- _Aim_: Reproduce the items below verbatim, from the line containing "Reviewer note: verify that every instance of the ivy-covered" through the line containing "column 884, row 576", including both of those lines.

Rows from a pointing dataset:
^^^^^^^^^^^^^^^^

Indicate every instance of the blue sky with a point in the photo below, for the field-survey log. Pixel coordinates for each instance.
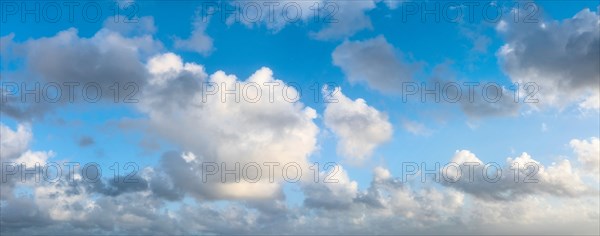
(173, 48)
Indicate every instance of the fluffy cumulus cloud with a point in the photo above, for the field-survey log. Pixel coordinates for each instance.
(338, 19)
(561, 57)
(387, 205)
(103, 60)
(374, 62)
(588, 153)
(198, 41)
(256, 125)
(216, 117)
(519, 176)
(359, 127)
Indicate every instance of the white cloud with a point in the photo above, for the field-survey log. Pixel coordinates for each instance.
(561, 57)
(226, 131)
(198, 41)
(14, 142)
(588, 153)
(359, 127)
(374, 62)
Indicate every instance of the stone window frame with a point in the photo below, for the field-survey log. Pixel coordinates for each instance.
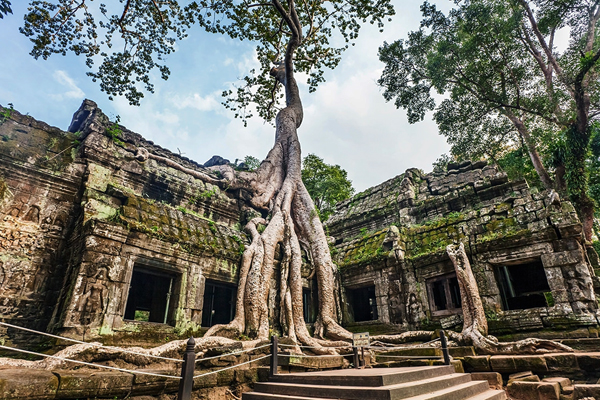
(363, 285)
(429, 284)
(176, 290)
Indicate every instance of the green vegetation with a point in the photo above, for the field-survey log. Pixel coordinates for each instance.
(510, 97)
(6, 112)
(326, 184)
(250, 163)
(114, 132)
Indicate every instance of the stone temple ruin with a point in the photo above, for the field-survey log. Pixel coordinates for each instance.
(96, 244)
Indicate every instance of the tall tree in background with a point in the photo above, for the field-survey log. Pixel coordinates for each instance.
(507, 83)
(290, 36)
(326, 184)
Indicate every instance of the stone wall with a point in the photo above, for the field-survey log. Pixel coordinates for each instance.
(78, 212)
(82, 217)
(393, 236)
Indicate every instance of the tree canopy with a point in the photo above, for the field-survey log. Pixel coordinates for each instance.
(327, 184)
(5, 8)
(505, 83)
(130, 39)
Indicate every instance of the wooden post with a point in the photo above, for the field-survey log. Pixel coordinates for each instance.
(274, 345)
(445, 348)
(186, 383)
(355, 358)
(363, 362)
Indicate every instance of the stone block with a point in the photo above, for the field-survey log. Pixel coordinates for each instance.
(205, 381)
(563, 382)
(549, 391)
(74, 384)
(503, 364)
(226, 377)
(531, 363)
(586, 391)
(246, 375)
(28, 384)
(148, 384)
(477, 363)
(562, 258)
(494, 379)
(588, 361)
(561, 361)
(519, 390)
(463, 351)
(520, 375)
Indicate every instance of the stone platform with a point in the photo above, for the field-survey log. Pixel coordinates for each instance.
(414, 383)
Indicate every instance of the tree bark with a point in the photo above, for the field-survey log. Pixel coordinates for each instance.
(475, 328)
(277, 187)
(536, 160)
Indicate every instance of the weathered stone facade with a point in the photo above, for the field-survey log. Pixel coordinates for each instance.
(83, 221)
(393, 237)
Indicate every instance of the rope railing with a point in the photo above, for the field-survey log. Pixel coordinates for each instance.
(99, 345)
(232, 366)
(189, 358)
(87, 363)
(232, 354)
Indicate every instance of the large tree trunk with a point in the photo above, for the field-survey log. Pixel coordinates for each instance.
(536, 160)
(277, 187)
(475, 328)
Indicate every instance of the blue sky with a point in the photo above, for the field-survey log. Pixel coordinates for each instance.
(346, 122)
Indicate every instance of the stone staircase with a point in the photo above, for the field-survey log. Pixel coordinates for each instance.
(410, 383)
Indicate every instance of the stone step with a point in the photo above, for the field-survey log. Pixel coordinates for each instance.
(415, 352)
(474, 390)
(270, 396)
(365, 377)
(391, 392)
(490, 394)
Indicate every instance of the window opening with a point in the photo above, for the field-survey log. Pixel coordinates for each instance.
(219, 303)
(149, 298)
(522, 286)
(364, 304)
(444, 294)
(310, 301)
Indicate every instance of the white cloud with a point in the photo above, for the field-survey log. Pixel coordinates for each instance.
(73, 91)
(198, 102)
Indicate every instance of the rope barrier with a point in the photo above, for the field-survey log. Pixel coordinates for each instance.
(233, 366)
(314, 347)
(231, 354)
(418, 357)
(322, 355)
(419, 346)
(86, 363)
(90, 344)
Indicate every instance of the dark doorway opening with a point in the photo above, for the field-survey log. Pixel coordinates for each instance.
(149, 298)
(363, 303)
(444, 294)
(219, 303)
(522, 286)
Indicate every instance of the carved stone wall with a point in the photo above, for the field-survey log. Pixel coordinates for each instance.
(396, 233)
(82, 217)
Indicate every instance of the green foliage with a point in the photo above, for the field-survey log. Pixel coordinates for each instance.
(517, 164)
(326, 184)
(114, 132)
(5, 8)
(132, 40)
(250, 163)
(502, 102)
(6, 113)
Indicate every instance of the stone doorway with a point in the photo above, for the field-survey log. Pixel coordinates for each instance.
(523, 286)
(364, 303)
(219, 303)
(150, 296)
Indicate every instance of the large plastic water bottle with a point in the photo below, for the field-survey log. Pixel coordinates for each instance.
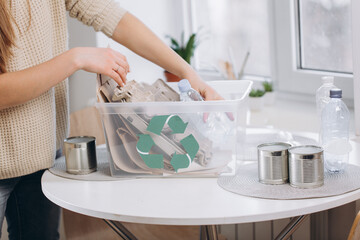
(323, 93)
(187, 93)
(334, 136)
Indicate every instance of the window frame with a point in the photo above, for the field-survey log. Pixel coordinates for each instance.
(290, 78)
(284, 53)
(355, 8)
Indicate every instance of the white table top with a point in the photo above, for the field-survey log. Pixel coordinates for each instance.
(189, 201)
(179, 201)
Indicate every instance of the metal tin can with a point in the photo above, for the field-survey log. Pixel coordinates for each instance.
(273, 163)
(306, 166)
(80, 154)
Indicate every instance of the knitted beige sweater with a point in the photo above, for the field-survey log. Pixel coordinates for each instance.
(31, 133)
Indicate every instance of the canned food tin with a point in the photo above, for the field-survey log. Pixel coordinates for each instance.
(306, 166)
(80, 154)
(273, 163)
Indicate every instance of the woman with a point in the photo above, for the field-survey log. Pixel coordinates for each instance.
(34, 64)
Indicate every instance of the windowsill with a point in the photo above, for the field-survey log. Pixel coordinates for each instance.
(290, 115)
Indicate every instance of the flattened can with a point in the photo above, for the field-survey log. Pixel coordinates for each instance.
(306, 166)
(273, 163)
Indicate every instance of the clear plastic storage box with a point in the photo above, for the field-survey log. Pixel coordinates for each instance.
(152, 139)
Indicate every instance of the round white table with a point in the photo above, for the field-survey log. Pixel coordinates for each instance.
(179, 201)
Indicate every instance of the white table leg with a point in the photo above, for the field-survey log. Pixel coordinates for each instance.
(293, 225)
(120, 229)
(208, 232)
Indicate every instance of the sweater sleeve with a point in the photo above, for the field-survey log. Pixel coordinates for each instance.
(102, 15)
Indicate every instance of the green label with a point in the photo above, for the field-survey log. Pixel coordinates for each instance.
(177, 125)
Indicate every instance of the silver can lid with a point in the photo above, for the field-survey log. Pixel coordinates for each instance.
(79, 141)
(274, 148)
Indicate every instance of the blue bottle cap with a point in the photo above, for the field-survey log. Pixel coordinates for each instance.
(184, 85)
(335, 93)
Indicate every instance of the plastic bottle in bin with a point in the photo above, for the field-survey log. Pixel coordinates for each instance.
(216, 126)
(187, 93)
(334, 133)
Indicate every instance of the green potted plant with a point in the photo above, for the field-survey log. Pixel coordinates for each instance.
(256, 99)
(184, 49)
(269, 93)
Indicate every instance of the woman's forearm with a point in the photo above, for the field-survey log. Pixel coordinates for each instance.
(133, 34)
(21, 86)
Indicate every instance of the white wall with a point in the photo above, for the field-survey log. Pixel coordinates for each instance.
(163, 17)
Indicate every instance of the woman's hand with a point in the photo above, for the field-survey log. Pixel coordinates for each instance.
(207, 92)
(103, 60)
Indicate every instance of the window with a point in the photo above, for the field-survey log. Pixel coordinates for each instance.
(295, 42)
(233, 31)
(312, 39)
(325, 35)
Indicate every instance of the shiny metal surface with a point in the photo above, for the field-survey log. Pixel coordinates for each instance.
(273, 163)
(306, 166)
(80, 154)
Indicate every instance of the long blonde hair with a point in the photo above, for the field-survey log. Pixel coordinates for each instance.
(7, 33)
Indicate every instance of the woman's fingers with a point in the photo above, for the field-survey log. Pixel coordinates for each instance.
(123, 64)
(121, 72)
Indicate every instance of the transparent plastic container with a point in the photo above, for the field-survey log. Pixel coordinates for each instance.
(155, 139)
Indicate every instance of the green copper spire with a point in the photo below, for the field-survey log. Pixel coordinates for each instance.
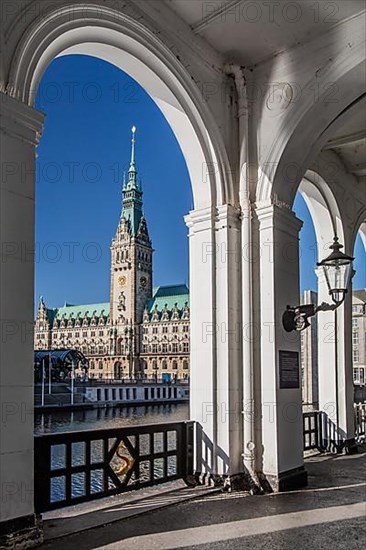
(132, 172)
(132, 193)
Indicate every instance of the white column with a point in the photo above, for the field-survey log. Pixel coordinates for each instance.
(215, 396)
(279, 441)
(229, 378)
(335, 370)
(20, 129)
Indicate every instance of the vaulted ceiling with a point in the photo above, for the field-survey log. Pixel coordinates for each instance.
(250, 31)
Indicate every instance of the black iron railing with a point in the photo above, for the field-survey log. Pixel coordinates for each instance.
(75, 467)
(312, 430)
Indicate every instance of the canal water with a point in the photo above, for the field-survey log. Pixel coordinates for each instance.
(66, 421)
(96, 419)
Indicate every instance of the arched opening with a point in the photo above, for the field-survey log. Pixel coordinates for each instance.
(325, 344)
(130, 46)
(359, 315)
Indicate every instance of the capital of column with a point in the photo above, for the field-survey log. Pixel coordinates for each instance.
(227, 216)
(279, 218)
(221, 216)
(20, 121)
(199, 220)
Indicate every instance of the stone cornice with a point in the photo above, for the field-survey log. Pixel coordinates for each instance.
(170, 23)
(20, 121)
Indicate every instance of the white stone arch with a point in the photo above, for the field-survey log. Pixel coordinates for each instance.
(324, 210)
(360, 229)
(94, 29)
(333, 371)
(117, 38)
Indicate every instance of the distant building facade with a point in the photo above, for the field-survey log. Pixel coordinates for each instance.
(141, 331)
(359, 336)
(309, 355)
(309, 347)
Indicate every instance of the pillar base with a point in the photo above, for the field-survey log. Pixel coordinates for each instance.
(24, 532)
(287, 481)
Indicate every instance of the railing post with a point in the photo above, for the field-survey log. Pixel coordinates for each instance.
(42, 480)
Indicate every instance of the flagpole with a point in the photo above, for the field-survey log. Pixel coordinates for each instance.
(49, 373)
(72, 382)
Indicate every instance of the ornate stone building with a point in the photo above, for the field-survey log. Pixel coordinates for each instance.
(141, 331)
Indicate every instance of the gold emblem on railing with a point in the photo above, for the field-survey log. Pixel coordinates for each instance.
(128, 461)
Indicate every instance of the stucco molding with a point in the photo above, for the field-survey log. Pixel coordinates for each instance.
(20, 121)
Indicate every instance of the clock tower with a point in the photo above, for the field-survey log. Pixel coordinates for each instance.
(131, 256)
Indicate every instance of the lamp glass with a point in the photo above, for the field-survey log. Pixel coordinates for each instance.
(338, 271)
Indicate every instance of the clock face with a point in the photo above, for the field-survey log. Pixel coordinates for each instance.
(122, 280)
(143, 282)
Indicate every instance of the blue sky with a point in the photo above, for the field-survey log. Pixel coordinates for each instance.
(90, 107)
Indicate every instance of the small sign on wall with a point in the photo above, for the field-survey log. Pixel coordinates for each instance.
(289, 370)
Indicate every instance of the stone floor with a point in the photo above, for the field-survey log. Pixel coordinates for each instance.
(329, 514)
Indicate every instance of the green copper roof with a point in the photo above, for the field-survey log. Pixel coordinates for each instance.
(170, 295)
(80, 310)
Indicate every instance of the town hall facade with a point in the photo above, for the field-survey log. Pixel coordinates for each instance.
(142, 331)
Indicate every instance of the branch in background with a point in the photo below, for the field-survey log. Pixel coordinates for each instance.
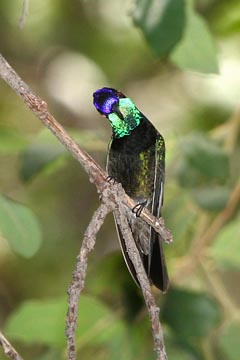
(113, 197)
(8, 349)
(96, 174)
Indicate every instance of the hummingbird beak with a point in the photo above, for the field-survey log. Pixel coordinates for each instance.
(116, 110)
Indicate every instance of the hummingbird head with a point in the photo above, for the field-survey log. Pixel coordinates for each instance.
(120, 110)
(106, 100)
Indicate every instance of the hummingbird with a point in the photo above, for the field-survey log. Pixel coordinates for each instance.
(136, 159)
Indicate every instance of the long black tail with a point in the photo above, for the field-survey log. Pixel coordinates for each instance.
(157, 271)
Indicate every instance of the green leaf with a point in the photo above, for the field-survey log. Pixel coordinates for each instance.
(43, 322)
(37, 157)
(205, 158)
(11, 141)
(162, 23)
(19, 226)
(226, 247)
(212, 198)
(190, 314)
(228, 341)
(196, 51)
(227, 18)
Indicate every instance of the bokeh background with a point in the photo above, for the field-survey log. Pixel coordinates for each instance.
(180, 62)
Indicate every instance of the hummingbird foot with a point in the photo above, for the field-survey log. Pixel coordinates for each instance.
(137, 209)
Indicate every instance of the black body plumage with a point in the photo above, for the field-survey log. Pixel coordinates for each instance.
(136, 159)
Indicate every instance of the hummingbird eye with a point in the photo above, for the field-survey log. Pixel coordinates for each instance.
(105, 101)
(120, 94)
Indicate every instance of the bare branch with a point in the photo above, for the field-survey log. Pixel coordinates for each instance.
(96, 174)
(113, 197)
(8, 349)
(79, 275)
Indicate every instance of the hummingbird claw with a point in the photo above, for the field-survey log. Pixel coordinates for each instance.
(137, 209)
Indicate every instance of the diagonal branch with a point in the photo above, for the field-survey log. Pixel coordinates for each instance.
(96, 174)
(113, 197)
(79, 275)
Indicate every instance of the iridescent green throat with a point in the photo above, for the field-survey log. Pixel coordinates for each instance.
(131, 118)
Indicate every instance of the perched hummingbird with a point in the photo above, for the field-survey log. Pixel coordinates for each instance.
(136, 159)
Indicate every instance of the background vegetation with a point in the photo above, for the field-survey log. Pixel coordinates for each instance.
(180, 62)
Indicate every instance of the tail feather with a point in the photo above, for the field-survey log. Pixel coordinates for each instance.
(157, 271)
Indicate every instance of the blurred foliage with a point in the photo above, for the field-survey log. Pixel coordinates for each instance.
(65, 51)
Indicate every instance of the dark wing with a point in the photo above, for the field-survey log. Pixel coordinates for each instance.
(156, 261)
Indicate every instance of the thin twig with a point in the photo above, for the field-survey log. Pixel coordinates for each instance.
(24, 14)
(8, 349)
(79, 275)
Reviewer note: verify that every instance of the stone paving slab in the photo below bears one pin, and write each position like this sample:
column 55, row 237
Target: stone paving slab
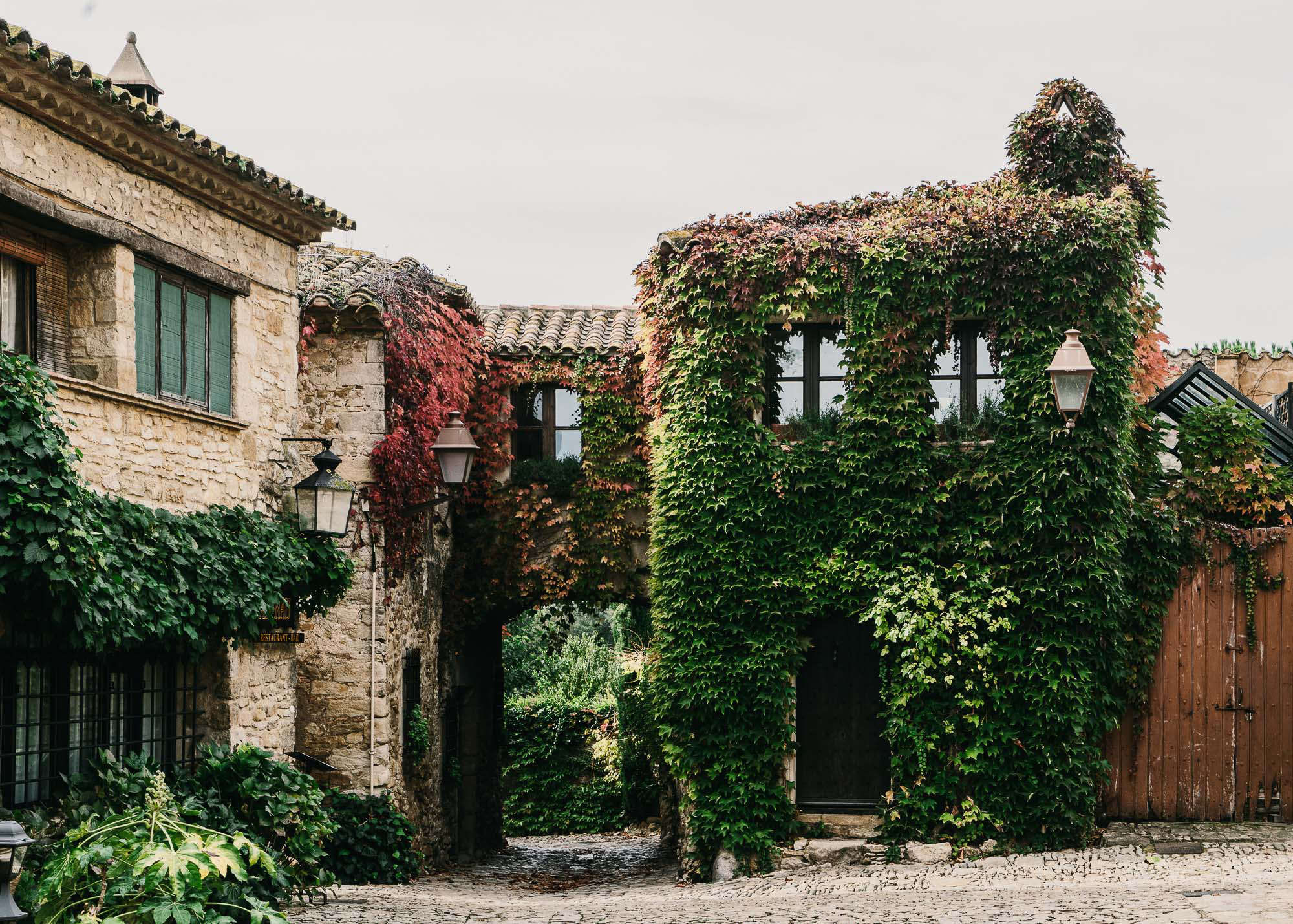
column 1230, row 883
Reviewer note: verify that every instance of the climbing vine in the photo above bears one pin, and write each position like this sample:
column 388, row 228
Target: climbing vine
column 435, row 363
column 111, row 575
column 1225, row 488
column 1016, row 592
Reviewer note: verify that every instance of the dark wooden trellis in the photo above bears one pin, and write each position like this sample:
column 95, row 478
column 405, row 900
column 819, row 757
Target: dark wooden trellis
column 1216, row 739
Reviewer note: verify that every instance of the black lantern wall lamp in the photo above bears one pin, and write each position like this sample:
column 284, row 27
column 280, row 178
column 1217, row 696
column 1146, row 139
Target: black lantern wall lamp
column 14, row 845
column 1071, row 378
column 324, row 500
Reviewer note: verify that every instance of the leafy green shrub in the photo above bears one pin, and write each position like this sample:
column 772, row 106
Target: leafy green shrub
column 103, row 571
column 418, row 735
column 246, row 791
column 561, row 475
column 239, row 790
column 148, row 865
column 1224, row 473
column 555, row 777
column 561, row 652
column 373, row 841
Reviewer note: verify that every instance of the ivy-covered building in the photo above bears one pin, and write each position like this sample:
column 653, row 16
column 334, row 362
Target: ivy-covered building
column 884, row 576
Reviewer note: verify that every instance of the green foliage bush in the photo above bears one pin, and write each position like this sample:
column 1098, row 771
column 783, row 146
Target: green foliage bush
column 103, row 571
column 559, row 475
column 579, row 740
column 149, row 865
column 555, row 780
column 418, row 735
column 373, row 841
column 241, row 791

^^^^^^^^^^^^^^^^

- _Response to the task_:
Reviewer note: verify that every instance of the ivy-covered building in the photo above bears one pin, and write each position like this sample:
column 653, row 16
column 334, row 362
Target: ivy-covered building
column 884, row 576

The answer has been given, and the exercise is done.